* **Materials provided**

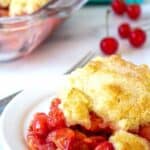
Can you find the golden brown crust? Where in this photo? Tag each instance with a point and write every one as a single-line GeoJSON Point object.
{"type": "Point", "coordinates": [118, 91]}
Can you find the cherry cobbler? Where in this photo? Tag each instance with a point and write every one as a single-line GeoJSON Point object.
{"type": "Point", "coordinates": [102, 106]}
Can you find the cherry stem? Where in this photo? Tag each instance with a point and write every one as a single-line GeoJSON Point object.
{"type": "Point", "coordinates": [107, 22]}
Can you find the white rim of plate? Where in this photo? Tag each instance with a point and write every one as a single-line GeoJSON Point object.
{"type": "Point", "coordinates": [37, 94]}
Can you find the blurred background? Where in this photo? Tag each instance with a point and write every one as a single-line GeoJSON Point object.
{"type": "Point", "coordinates": [73, 39]}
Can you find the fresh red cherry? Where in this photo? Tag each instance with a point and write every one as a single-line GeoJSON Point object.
{"type": "Point", "coordinates": [119, 7]}
{"type": "Point", "coordinates": [137, 37]}
{"type": "Point", "coordinates": [124, 30]}
{"type": "Point", "coordinates": [40, 124]}
{"type": "Point", "coordinates": [104, 146]}
{"type": "Point", "coordinates": [133, 11]}
{"type": "Point", "coordinates": [109, 45]}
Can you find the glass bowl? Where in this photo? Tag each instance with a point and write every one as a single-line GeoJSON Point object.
{"type": "Point", "coordinates": [20, 35]}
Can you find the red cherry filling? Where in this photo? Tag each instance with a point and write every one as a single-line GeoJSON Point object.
{"type": "Point", "coordinates": [40, 124]}
{"type": "Point", "coordinates": [105, 146]}
{"type": "Point", "coordinates": [137, 37]}
{"type": "Point", "coordinates": [119, 7]}
{"type": "Point", "coordinates": [109, 45]}
{"type": "Point", "coordinates": [133, 11]}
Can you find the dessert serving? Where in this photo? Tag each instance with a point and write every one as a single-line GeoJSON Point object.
{"type": "Point", "coordinates": [102, 106]}
{"type": "Point", "coordinates": [33, 21]}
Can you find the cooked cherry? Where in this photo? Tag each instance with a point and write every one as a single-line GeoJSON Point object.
{"type": "Point", "coordinates": [40, 124]}
{"type": "Point", "coordinates": [105, 146]}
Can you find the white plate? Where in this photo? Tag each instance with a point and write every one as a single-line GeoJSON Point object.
{"type": "Point", "coordinates": [19, 112]}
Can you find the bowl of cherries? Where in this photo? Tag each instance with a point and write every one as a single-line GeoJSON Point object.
{"type": "Point", "coordinates": [135, 36]}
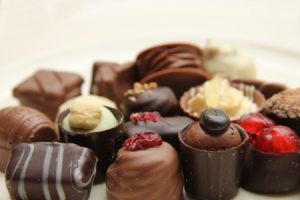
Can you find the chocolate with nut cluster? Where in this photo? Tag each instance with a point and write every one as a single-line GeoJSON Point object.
{"type": "Point", "coordinates": [161, 57]}
{"type": "Point", "coordinates": [166, 127]}
{"type": "Point", "coordinates": [150, 97]}
{"type": "Point", "coordinates": [47, 89]}
{"type": "Point", "coordinates": [211, 153]}
{"type": "Point", "coordinates": [111, 79]}
{"type": "Point", "coordinates": [22, 124]}
{"type": "Point", "coordinates": [50, 170]}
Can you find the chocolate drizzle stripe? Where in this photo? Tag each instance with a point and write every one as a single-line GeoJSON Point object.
{"type": "Point", "coordinates": [59, 168]}
{"type": "Point", "coordinates": [21, 186]}
{"type": "Point", "coordinates": [78, 174]}
{"type": "Point", "coordinates": [46, 169]}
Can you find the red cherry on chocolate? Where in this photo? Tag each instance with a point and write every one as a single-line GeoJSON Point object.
{"type": "Point", "coordinates": [277, 140]}
{"type": "Point", "coordinates": [141, 141]}
{"type": "Point", "coordinates": [254, 124]}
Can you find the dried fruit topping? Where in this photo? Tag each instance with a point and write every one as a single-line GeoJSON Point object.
{"type": "Point", "coordinates": [144, 117]}
{"type": "Point", "coordinates": [277, 140]}
{"type": "Point", "coordinates": [142, 141]}
{"type": "Point", "coordinates": [254, 124]}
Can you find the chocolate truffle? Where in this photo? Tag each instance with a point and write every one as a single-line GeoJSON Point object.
{"type": "Point", "coordinates": [168, 56]}
{"type": "Point", "coordinates": [211, 153]}
{"type": "Point", "coordinates": [145, 168]}
{"type": "Point", "coordinates": [111, 80]}
{"type": "Point", "coordinates": [178, 79]}
{"type": "Point", "coordinates": [46, 170]}
{"type": "Point", "coordinates": [150, 97]}
{"type": "Point", "coordinates": [213, 132]}
{"type": "Point", "coordinates": [46, 90]}
{"type": "Point", "coordinates": [23, 124]}
{"type": "Point", "coordinates": [166, 127]}
{"type": "Point", "coordinates": [284, 108]}
{"type": "Point", "coordinates": [90, 124]}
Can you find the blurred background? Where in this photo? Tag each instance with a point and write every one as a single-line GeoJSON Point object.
{"type": "Point", "coordinates": [35, 28]}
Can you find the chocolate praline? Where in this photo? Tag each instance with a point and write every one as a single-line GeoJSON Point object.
{"type": "Point", "coordinates": [211, 169]}
{"type": "Point", "coordinates": [166, 127]}
{"type": "Point", "coordinates": [103, 143]}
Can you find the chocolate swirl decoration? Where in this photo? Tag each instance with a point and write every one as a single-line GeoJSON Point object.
{"type": "Point", "coordinates": [46, 90]}
{"type": "Point", "coordinates": [145, 174]}
{"type": "Point", "coordinates": [22, 124]}
{"type": "Point", "coordinates": [45, 170]}
{"type": "Point", "coordinates": [168, 56]}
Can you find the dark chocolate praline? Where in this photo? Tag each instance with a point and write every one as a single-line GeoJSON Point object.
{"type": "Point", "coordinates": [104, 143]}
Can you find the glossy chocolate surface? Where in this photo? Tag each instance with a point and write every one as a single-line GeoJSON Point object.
{"type": "Point", "coordinates": [212, 175]}
{"type": "Point", "coordinates": [147, 174]}
{"type": "Point", "coordinates": [45, 170]}
{"type": "Point", "coordinates": [160, 99]}
{"type": "Point", "coordinates": [270, 173]}
{"type": "Point", "coordinates": [166, 127]}
{"type": "Point", "coordinates": [46, 90]}
{"type": "Point", "coordinates": [104, 143]}
{"type": "Point", "coordinates": [112, 79]}
{"type": "Point", "coordinates": [168, 56]}
{"type": "Point", "coordinates": [23, 124]}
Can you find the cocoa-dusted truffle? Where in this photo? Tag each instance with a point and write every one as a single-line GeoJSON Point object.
{"type": "Point", "coordinates": [213, 132]}
{"type": "Point", "coordinates": [211, 154]}
{"type": "Point", "coordinates": [145, 168]}
{"type": "Point", "coordinates": [150, 97]}
{"type": "Point", "coordinates": [166, 127]}
{"type": "Point", "coordinates": [22, 124]}
{"type": "Point", "coordinates": [284, 108]}
{"type": "Point", "coordinates": [168, 56]}
{"type": "Point", "coordinates": [47, 89]}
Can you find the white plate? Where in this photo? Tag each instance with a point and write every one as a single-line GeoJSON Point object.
{"type": "Point", "coordinates": [272, 64]}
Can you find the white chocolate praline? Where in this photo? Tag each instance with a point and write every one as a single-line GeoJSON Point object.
{"type": "Point", "coordinates": [88, 115]}
{"type": "Point", "coordinates": [218, 93]}
{"type": "Point", "coordinates": [226, 60]}
{"type": "Point", "coordinates": [101, 100]}
{"type": "Point", "coordinates": [84, 114]}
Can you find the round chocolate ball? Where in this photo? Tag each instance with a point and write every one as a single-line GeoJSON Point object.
{"type": "Point", "coordinates": [214, 121]}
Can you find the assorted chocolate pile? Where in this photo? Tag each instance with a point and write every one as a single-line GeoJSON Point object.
{"type": "Point", "coordinates": [178, 118]}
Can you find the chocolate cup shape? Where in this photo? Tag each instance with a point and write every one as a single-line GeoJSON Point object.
{"type": "Point", "coordinates": [212, 175]}
{"type": "Point", "coordinates": [258, 98]}
{"type": "Point", "coordinates": [104, 143]}
{"type": "Point", "coordinates": [270, 173]}
{"type": "Point", "coordinates": [178, 79]}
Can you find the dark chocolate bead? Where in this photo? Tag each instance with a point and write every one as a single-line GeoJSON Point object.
{"type": "Point", "coordinates": [214, 121]}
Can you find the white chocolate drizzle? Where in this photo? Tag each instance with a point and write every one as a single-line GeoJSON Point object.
{"type": "Point", "coordinates": [21, 186]}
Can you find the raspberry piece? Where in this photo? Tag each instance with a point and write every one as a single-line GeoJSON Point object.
{"type": "Point", "coordinates": [254, 124]}
{"type": "Point", "coordinates": [142, 141]}
{"type": "Point", "coordinates": [145, 116]}
{"type": "Point", "coordinates": [277, 140]}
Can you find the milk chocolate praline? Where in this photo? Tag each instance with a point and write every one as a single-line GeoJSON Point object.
{"type": "Point", "coordinates": [22, 124]}
{"type": "Point", "coordinates": [212, 161]}
{"type": "Point", "coordinates": [104, 143]}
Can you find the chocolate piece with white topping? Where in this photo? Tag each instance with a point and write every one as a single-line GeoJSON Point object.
{"type": "Point", "coordinates": [46, 170]}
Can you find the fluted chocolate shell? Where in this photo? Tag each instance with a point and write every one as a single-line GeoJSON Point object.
{"type": "Point", "coordinates": [104, 143]}
{"type": "Point", "coordinates": [111, 79]}
{"type": "Point", "coordinates": [270, 173]}
{"type": "Point", "coordinates": [212, 175]}
{"type": "Point", "coordinates": [168, 56]}
{"type": "Point", "coordinates": [166, 127]}
{"type": "Point", "coordinates": [22, 124]}
{"type": "Point", "coordinates": [161, 99]}
{"type": "Point", "coordinates": [145, 174]}
{"type": "Point", "coordinates": [47, 89]}
{"type": "Point", "coordinates": [50, 170]}
{"type": "Point", "coordinates": [178, 79]}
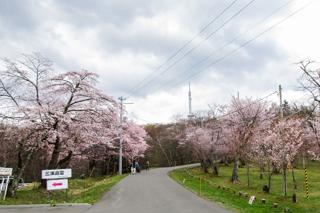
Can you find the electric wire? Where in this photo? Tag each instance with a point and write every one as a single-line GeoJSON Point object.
{"type": "Point", "coordinates": [198, 45]}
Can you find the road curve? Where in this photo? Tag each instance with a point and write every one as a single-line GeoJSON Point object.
{"type": "Point", "coordinates": [152, 192]}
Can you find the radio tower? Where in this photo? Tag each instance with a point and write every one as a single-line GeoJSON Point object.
{"type": "Point", "coordinates": [190, 103]}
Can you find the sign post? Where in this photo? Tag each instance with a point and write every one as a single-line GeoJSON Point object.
{"type": "Point", "coordinates": [57, 179]}
{"type": "Point", "coordinates": [5, 174]}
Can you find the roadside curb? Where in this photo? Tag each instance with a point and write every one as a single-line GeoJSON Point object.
{"type": "Point", "coordinates": [42, 205]}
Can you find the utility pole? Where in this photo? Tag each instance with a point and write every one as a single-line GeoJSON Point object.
{"type": "Point", "coordinates": [190, 102]}
{"type": "Point", "coordinates": [122, 99]}
{"type": "Point", "coordinates": [120, 134]}
{"type": "Point", "coordinates": [280, 99]}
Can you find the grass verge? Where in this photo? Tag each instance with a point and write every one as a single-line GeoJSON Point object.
{"type": "Point", "coordinates": [221, 190]}
{"type": "Point", "coordinates": [88, 190]}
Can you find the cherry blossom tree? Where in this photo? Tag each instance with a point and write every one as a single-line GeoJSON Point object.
{"type": "Point", "coordinates": [285, 140]}
{"type": "Point", "coordinates": [242, 121]}
{"type": "Point", "coordinates": [134, 141]}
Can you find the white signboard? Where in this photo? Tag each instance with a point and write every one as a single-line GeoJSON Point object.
{"type": "Point", "coordinates": [57, 184]}
{"type": "Point", "coordinates": [5, 171]}
{"type": "Point", "coordinates": [56, 174]}
{"type": "Point", "coordinates": [252, 199]}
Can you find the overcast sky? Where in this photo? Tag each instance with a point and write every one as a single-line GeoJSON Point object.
{"type": "Point", "coordinates": [126, 41]}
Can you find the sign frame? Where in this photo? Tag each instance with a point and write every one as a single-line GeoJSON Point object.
{"type": "Point", "coordinates": [57, 184]}
{"type": "Point", "coordinates": [52, 174]}
{"type": "Point", "coordinates": [5, 174]}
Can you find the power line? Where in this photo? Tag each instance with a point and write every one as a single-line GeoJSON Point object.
{"type": "Point", "coordinates": [246, 43]}
{"type": "Point", "coordinates": [235, 111]}
{"type": "Point", "coordinates": [184, 45]}
{"type": "Point", "coordinates": [200, 43]}
{"type": "Point", "coordinates": [239, 35]}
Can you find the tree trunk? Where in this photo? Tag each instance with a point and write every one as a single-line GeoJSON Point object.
{"type": "Point", "coordinates": [234, 177]}
{"type": "Point", "coordinates": [204, 166]}
{"type": "Point", "coordinates": [92, 166]}
{"type": "Point", "coordinates": [215, 168]}
{"type": "Point", "coordinates": [55, 155]}
{"type": "Point", "coordinates": [261, 171]}
{"type": "Point", "coordinates": [269, 177]}
{"type": "Point", "coordinates": [248, 175]}
{"type": "Point", "coordinates": [294, 180]}
{"type": "Point", "coordinates": [20, 171]}
{"type": "Point", "coordinates": [285, 180]}
{"type": "Point", "coordinates": [64, 163]}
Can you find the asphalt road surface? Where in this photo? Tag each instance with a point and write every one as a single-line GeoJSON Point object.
{"type": "Point", "coordinates": [147, 192]}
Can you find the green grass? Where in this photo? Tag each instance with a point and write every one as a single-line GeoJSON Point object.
{"type": "Point", "coordinates": [88, 190]}
{"type": "Point", "coordinates": [190, 178]}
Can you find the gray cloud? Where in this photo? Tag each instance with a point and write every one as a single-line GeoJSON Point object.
{"type": "Point", "coordinates": [126, 40]}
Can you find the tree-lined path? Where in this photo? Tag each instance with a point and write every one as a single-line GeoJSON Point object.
{"type": "Point", "coordinates": [154, 192]}
{"type": "Point", "coordinates": [147, 192]}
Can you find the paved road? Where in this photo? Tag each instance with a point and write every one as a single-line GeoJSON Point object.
{"type": "Point", "coordinates": [60, 209]}
{"type": "Point", "coordinates": [147, 192]}
{"type": "Point", "coordinates": [153, 192]}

* **What is asked**
Rewrite the entries starting at the line containing "Can you find the green" and ending at the end of the entries, with "gray cloud" changed to "dark cloud" and everything else left as it is.

* **Exercise result**
Can you find the green grass? Where in this photo? Tag each instance with a point and write every one as a single-line GeoJSON Point object.
{"type": "Point", "coordinates": [88, 190]}
{"type": "Point", "coordinates": [190, 178]}
Can you find the dark cloud? Where in this photo? Tag each instance with a point and write every one as a single-line GeoJSON Point object.
{"type": "Point", "coordinates": [126, 40]}
Can you find the tree-lined path? Where in this photo? Tag each instance with a point and write every one as a single-line GeoJSON Point object.
{"type": "Point", "coordinates": [154, 192]}
{"type": "Point", "coordinates": [147, 192]}
Can you find the paved road? Where in this photo? Tag each instance with a point and write every one as a single-line GeoJSON Point object.
{"type": "Point", "coordinates": [60, 209]}
{"type": "Point", "coordinates": [147, 192]}
{"type": "Point", "coordinates": [153, 192]}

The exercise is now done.